* _Challenge_
Pull out each line of the rows below that contains the string "woman". Match uppercase and lowercase exactly.

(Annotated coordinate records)
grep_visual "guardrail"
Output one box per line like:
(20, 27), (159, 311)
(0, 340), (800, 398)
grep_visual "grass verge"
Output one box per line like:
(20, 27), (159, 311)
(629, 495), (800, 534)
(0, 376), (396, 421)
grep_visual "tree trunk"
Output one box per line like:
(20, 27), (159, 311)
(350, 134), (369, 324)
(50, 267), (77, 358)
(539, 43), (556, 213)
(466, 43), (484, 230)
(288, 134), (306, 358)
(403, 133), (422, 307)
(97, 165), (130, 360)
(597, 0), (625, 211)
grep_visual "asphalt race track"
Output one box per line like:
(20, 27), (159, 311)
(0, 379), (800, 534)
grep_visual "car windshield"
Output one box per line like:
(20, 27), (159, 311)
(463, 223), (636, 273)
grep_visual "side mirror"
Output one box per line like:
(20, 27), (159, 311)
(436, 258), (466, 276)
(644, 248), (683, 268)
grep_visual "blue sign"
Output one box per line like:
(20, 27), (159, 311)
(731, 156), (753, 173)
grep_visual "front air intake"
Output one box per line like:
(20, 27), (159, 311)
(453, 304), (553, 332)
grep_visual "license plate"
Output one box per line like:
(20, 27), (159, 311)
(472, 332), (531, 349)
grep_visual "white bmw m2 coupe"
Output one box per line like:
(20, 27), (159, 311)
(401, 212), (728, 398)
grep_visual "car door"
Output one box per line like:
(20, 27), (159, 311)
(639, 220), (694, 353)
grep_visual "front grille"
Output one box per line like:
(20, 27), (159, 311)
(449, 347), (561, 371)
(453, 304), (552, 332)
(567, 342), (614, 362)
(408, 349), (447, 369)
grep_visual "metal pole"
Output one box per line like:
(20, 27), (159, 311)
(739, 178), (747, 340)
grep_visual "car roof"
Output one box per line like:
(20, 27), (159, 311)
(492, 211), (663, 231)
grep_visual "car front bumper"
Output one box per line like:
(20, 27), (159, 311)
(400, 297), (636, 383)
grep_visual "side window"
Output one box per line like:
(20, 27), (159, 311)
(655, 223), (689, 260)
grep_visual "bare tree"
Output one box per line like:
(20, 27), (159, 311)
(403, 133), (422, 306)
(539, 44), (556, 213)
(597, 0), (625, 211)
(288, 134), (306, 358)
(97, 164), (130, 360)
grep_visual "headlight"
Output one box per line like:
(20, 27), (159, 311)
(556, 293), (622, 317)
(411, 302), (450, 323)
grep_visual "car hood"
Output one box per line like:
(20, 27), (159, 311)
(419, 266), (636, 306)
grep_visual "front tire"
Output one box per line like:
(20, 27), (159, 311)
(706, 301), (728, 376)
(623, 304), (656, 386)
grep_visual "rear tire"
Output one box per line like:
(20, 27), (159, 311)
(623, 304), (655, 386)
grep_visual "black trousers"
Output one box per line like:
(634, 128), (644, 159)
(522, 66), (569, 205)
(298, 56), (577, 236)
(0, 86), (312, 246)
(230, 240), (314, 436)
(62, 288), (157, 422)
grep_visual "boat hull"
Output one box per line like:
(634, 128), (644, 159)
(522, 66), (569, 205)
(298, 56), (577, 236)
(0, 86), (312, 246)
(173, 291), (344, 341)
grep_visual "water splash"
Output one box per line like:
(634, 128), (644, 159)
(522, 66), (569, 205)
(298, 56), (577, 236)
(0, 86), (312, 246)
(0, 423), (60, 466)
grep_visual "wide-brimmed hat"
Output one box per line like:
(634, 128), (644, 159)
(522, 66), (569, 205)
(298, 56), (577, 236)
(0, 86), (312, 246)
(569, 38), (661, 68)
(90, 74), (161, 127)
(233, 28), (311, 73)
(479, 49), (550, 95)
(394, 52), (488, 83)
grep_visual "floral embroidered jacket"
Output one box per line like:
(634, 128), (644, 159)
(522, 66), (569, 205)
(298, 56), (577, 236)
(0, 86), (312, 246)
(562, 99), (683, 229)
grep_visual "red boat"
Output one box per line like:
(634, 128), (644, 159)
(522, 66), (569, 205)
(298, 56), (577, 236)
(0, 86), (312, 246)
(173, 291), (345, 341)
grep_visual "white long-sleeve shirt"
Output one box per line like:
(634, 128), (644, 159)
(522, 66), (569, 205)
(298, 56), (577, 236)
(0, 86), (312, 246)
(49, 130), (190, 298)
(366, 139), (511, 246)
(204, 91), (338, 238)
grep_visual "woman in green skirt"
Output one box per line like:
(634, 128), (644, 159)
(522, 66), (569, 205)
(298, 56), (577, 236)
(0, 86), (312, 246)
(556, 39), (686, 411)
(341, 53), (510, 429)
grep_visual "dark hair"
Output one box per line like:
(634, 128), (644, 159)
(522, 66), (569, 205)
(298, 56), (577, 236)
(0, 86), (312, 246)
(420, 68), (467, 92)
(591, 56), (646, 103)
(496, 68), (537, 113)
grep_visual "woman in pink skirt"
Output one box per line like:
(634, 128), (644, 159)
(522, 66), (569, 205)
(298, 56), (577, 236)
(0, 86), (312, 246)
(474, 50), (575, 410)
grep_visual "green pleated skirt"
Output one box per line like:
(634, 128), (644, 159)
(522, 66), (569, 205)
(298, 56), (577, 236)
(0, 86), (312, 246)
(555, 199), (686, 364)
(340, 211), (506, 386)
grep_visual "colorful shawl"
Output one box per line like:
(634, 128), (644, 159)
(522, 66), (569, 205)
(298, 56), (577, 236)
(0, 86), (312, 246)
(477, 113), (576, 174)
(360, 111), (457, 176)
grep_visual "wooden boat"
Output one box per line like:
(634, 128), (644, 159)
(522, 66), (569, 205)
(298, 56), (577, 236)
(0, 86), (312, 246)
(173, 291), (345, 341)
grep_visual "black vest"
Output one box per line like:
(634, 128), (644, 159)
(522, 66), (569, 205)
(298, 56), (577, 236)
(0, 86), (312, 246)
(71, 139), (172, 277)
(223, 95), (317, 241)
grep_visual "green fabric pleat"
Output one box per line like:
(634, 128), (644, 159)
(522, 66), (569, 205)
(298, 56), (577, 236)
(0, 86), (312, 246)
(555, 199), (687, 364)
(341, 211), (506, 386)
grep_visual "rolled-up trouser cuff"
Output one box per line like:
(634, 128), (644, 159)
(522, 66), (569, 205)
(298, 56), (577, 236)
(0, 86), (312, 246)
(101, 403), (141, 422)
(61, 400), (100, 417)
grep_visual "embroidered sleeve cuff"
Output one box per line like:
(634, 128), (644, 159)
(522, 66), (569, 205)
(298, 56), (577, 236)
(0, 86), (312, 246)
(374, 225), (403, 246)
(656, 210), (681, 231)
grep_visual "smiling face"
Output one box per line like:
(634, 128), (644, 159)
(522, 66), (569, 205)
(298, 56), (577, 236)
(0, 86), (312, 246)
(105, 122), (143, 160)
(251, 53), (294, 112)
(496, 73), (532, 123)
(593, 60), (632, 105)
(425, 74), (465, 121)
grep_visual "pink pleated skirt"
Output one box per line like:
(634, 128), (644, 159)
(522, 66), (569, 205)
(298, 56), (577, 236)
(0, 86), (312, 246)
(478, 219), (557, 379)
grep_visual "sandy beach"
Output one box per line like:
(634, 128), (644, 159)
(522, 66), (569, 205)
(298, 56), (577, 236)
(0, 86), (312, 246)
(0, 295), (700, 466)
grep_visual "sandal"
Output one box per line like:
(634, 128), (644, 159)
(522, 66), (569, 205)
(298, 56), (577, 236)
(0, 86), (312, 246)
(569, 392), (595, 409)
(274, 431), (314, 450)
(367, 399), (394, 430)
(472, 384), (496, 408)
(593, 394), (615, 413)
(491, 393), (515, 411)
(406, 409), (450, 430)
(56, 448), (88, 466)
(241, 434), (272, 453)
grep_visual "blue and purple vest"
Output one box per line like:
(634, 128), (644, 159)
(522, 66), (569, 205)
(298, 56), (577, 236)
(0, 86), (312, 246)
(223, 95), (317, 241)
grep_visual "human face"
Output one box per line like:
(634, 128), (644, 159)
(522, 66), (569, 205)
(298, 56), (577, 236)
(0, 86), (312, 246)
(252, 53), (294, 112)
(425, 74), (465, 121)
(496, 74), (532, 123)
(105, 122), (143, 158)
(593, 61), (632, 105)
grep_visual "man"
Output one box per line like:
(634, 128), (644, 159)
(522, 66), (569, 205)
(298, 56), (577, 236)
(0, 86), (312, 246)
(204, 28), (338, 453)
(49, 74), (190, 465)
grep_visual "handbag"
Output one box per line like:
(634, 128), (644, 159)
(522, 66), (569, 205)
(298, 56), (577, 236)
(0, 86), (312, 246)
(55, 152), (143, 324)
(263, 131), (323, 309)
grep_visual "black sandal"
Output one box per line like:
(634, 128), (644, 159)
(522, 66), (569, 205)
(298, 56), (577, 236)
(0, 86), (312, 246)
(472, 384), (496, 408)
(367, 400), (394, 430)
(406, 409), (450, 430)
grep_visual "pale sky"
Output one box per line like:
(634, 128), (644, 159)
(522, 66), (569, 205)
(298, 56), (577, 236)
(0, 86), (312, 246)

* _The completed task_
grep_visual "woman in green skirt"
grep_visual "woman in pink skirt"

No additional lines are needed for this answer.